Turning to Slide 12. Noninterest expenses totaled $460 million in the third quarter, an increase of $51 million. The increase primarily reflected an increase in merger and restructuring charges of $28 million, which was in line with our expectations, and $18 million of noninterest expense from Sterling operations.

Merger and restructuring charges including cost related to the terminations of certain existing Sterling leases and other contracts, systems integration and related charges as well as estimated severance and other employee-related charges. As the chart on this slide illustrates, we have consistently reduced our workforce, excluding Sterling legacy employees, over the past several years. At the same time, we believe preserving customer-facing positions to maintain consistency in the customer experience is highly valued.

Comerica legacy full-time equivalent staff has decreased by approximately 17% since 2007, as we responded to the economic environment and as part of our continued efforts to leverage technology and maximize productivity. We have recently heightened our focus on expense management, which I will discuss further in a moment.

Our credit metrics are outlined on Slide 13. We continue to see steady improvement in credit trends in the third quarter. Net credit-related charge-offs decreased $13 million to $77 million and reflected an $18 million decrease in Middle Market, partially offset by an $8 million increase in Commercial Real Estate. Watch list loans and nonperforming loans continued to trend downward for both Comerica legacy loans and the acquired Sterling loan portfolio. Comerica legacy watch list loans decreased $263 million to $4.6 billion at September 30.

### Entries shown
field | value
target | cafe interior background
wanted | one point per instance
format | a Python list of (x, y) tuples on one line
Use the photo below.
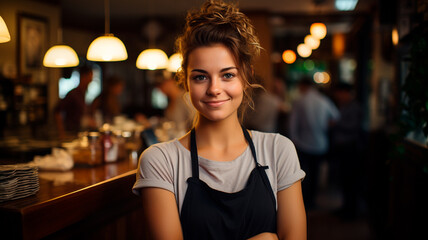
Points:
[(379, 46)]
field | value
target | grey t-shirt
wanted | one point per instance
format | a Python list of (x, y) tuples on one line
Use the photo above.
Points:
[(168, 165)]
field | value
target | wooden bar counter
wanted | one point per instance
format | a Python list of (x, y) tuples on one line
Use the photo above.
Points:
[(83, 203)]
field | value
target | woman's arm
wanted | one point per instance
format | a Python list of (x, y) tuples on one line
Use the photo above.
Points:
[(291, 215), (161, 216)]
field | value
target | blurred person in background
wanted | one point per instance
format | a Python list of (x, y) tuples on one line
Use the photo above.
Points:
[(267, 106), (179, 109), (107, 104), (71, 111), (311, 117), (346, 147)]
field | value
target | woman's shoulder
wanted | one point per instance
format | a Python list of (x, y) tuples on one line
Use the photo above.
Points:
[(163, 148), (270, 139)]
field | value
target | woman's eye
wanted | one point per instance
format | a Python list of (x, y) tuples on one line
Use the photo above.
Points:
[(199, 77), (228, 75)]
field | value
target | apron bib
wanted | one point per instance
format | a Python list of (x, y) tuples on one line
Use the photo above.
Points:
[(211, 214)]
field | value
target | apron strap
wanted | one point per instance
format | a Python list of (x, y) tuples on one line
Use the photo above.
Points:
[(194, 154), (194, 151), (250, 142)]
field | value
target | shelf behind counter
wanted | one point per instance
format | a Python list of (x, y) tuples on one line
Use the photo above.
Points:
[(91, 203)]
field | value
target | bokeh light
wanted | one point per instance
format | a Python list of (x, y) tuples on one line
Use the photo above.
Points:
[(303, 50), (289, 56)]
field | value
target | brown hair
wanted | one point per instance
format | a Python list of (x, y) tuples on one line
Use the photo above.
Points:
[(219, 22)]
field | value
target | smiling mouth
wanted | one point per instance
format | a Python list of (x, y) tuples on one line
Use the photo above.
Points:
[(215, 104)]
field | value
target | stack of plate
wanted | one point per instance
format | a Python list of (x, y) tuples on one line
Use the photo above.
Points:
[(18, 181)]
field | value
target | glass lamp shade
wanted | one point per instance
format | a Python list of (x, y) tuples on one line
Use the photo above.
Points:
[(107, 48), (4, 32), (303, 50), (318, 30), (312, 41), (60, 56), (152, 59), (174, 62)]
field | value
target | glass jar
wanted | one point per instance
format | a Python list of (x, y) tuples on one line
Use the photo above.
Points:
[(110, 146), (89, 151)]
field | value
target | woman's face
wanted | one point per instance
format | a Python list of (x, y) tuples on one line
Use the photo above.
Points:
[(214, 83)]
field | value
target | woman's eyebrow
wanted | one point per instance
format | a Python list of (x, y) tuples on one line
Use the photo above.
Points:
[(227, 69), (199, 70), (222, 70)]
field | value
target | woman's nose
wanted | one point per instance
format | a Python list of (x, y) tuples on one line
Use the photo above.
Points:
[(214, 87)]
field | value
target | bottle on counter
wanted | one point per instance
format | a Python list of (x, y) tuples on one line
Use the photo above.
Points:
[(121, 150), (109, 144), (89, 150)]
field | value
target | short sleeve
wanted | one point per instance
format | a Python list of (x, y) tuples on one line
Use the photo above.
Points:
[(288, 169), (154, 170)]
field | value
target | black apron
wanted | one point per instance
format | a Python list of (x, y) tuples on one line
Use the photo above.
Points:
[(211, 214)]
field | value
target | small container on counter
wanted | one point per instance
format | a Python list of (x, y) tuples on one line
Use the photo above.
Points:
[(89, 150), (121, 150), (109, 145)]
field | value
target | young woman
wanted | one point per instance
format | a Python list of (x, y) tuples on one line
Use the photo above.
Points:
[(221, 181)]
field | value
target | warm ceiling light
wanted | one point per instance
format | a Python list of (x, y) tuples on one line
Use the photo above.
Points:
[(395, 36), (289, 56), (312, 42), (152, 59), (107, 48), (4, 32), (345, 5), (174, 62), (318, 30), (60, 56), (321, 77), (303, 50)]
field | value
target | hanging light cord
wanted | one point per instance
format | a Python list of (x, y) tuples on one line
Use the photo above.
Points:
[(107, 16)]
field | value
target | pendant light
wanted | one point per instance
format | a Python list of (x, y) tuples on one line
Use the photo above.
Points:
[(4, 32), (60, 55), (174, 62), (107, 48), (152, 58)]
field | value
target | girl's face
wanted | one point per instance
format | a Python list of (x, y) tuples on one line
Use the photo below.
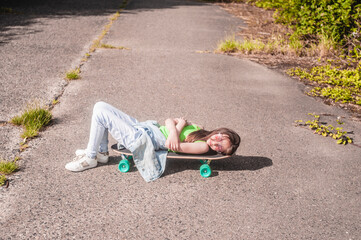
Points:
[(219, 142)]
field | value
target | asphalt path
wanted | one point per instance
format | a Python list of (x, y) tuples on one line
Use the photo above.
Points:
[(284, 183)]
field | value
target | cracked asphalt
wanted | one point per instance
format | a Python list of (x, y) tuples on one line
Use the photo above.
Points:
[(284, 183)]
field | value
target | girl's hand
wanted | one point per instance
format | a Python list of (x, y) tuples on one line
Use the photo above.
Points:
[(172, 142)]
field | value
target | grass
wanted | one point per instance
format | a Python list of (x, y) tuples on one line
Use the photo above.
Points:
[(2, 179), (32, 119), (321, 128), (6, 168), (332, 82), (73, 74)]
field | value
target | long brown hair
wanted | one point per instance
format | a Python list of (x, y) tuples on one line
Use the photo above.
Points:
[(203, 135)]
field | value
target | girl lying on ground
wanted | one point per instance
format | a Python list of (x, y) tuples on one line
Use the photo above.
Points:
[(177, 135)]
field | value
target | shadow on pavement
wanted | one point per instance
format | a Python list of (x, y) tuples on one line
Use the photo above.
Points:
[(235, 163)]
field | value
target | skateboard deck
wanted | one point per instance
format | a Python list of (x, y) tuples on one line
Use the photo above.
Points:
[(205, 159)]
* * *
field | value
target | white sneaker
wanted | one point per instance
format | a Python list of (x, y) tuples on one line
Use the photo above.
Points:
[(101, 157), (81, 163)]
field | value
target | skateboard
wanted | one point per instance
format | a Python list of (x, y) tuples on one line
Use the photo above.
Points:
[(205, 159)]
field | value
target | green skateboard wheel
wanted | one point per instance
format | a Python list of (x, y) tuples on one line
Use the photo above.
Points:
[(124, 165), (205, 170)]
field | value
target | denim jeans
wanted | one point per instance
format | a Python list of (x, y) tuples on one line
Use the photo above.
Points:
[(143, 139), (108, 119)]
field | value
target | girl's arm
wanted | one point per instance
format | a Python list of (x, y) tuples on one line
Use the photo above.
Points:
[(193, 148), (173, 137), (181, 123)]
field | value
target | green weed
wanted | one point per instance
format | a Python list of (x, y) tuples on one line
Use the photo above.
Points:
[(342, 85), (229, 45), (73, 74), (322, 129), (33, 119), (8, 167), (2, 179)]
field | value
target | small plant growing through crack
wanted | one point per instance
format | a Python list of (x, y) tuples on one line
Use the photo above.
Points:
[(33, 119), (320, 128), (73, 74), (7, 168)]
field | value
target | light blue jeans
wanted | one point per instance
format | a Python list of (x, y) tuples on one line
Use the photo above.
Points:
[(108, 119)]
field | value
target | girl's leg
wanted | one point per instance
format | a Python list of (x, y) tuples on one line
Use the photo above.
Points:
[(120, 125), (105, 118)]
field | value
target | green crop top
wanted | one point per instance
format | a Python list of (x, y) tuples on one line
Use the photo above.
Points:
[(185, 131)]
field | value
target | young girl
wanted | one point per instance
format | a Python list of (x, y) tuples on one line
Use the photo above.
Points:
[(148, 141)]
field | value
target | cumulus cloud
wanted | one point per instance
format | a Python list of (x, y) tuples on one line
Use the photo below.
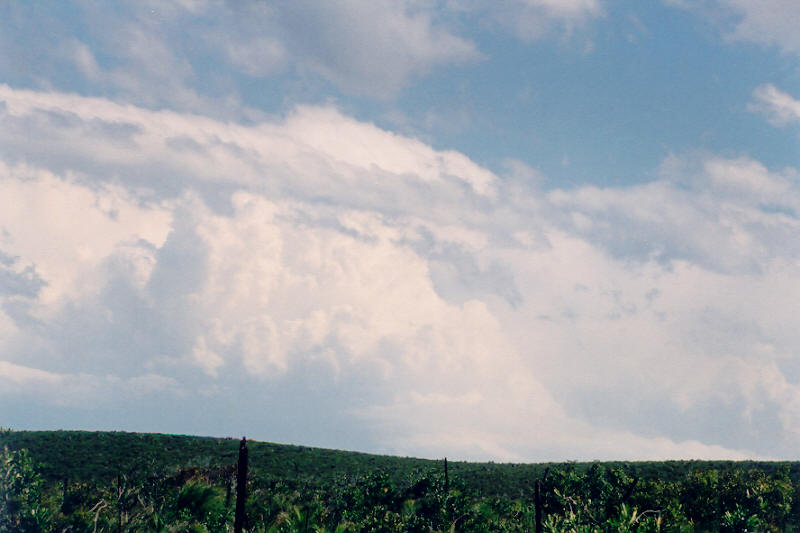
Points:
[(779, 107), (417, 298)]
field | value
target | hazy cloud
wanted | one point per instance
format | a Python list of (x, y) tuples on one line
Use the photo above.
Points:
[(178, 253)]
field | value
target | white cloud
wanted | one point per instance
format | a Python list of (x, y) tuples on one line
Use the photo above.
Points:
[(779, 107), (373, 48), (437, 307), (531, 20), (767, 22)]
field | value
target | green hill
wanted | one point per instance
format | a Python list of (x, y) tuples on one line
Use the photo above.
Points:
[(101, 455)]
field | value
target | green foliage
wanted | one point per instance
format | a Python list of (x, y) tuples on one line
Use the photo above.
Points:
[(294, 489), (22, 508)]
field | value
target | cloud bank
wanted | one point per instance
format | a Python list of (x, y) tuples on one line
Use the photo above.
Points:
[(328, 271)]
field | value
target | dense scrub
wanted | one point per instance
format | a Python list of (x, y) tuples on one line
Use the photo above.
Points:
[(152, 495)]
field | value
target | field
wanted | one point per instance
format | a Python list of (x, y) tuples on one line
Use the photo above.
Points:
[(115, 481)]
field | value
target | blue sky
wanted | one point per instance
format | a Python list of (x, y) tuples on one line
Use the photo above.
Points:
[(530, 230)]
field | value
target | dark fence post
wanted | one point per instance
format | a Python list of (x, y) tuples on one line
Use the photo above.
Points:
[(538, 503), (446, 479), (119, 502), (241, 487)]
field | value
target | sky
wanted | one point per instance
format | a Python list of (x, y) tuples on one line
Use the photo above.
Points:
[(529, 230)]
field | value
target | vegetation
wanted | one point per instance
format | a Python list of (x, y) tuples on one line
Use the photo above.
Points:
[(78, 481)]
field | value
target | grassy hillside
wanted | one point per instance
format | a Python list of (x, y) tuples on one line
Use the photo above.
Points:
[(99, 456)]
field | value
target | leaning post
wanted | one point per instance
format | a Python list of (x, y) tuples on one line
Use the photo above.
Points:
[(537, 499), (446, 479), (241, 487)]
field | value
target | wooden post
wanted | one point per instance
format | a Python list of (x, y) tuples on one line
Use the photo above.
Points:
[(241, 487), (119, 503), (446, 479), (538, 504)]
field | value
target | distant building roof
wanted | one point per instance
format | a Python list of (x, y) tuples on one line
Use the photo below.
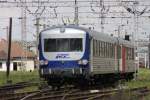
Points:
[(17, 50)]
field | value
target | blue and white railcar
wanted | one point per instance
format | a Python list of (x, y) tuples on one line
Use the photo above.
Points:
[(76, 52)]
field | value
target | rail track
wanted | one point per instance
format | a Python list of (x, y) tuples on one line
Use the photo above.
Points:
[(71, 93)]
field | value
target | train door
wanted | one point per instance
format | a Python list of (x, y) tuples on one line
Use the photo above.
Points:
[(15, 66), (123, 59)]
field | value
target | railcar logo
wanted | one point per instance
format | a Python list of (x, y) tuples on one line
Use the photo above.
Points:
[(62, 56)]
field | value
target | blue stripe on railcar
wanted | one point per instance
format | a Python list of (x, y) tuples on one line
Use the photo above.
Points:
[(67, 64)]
...
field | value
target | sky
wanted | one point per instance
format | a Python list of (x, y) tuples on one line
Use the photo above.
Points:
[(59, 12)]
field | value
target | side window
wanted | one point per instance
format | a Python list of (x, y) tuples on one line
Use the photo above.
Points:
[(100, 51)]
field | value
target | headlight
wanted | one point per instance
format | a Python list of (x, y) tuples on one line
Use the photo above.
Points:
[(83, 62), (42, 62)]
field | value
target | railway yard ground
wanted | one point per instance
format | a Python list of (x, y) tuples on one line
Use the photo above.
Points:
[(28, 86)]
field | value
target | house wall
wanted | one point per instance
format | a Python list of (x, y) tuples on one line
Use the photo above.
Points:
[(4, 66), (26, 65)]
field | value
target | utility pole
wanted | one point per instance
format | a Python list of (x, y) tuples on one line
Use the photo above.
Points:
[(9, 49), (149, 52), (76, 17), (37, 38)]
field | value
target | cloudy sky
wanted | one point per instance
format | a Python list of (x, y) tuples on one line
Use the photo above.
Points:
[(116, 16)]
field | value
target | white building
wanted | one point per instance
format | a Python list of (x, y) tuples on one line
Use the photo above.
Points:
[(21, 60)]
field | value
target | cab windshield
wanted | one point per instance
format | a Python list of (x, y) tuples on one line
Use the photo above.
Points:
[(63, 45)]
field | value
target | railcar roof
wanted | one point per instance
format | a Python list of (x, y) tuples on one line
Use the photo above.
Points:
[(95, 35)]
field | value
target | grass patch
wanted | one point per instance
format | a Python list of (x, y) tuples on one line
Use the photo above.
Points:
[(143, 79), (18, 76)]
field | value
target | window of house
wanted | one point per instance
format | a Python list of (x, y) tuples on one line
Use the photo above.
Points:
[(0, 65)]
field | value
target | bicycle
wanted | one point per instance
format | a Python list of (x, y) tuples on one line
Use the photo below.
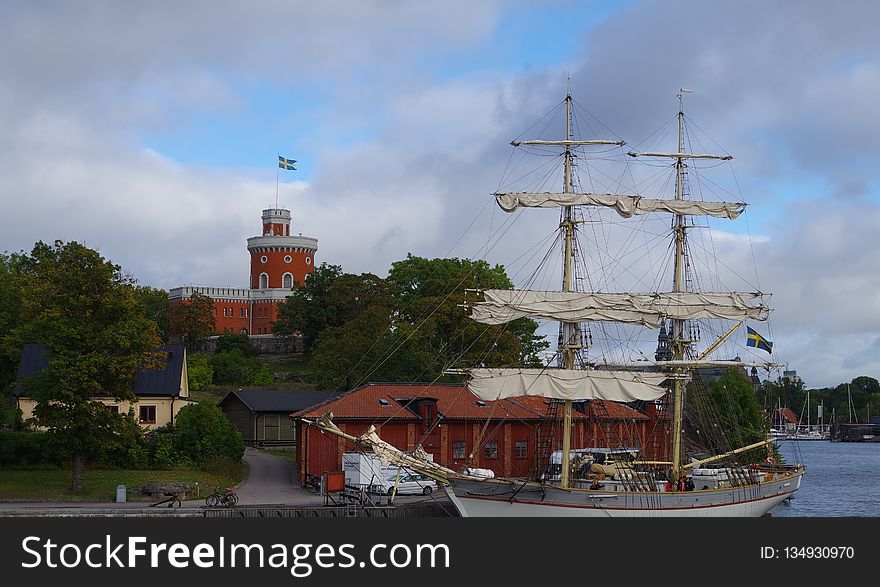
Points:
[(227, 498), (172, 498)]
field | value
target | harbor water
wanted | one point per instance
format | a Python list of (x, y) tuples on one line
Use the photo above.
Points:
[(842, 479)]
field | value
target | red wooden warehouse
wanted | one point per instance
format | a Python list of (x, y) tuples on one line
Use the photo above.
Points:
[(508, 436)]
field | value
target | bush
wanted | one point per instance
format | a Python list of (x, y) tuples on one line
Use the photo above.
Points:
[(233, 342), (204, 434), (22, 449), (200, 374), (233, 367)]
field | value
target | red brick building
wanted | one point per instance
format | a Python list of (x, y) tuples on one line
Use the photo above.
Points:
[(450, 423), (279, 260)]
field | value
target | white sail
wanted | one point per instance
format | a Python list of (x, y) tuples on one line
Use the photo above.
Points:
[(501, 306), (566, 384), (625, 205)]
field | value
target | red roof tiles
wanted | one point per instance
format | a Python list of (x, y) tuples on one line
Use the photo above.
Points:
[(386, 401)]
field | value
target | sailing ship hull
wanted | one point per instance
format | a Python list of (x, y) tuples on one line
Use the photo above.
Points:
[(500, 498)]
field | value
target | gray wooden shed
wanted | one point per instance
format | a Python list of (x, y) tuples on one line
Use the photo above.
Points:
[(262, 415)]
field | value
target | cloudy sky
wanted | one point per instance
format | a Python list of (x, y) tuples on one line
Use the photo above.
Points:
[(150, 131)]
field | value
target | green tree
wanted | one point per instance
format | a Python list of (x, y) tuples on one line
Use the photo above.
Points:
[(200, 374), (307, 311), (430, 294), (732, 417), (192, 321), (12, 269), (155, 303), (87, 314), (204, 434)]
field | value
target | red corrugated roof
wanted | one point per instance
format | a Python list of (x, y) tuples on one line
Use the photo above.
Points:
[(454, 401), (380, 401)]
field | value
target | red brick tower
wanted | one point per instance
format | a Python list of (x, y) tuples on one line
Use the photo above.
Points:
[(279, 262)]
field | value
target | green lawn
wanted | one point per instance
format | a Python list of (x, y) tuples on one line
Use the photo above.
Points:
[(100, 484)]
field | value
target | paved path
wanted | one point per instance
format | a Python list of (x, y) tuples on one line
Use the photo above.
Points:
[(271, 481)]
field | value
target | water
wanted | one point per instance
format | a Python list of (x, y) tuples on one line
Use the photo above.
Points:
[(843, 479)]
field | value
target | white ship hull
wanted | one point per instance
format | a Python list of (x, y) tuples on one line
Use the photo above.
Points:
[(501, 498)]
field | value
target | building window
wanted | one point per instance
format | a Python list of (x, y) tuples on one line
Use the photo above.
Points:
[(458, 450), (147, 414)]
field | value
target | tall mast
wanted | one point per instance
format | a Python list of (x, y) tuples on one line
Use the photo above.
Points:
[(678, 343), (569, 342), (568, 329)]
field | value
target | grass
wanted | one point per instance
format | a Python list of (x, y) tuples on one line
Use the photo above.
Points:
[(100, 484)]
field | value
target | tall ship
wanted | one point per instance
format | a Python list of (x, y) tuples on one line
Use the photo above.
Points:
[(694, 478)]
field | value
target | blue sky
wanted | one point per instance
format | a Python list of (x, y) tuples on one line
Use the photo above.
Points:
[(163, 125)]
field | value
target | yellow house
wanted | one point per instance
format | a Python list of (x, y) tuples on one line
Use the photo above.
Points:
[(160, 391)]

### Problems to solve
- 1) According to the earnings call excerpt, what were net credit-related charge-offs in the third quarter?
- 2) Name every category of cost that the earnings call excerpt lists as part of merger and restructuring charges.
The items that accompany this earnings call excerpt have no connection to it.

### Expected outputs
- 1) Net credit-related charge-offs fell $13 million to $77 million.

- 2)
- Costs related to the terminations of certain existing Sterling leases and other contracts
- Systems integration and related charges
- Estimated severance and other employee-related charges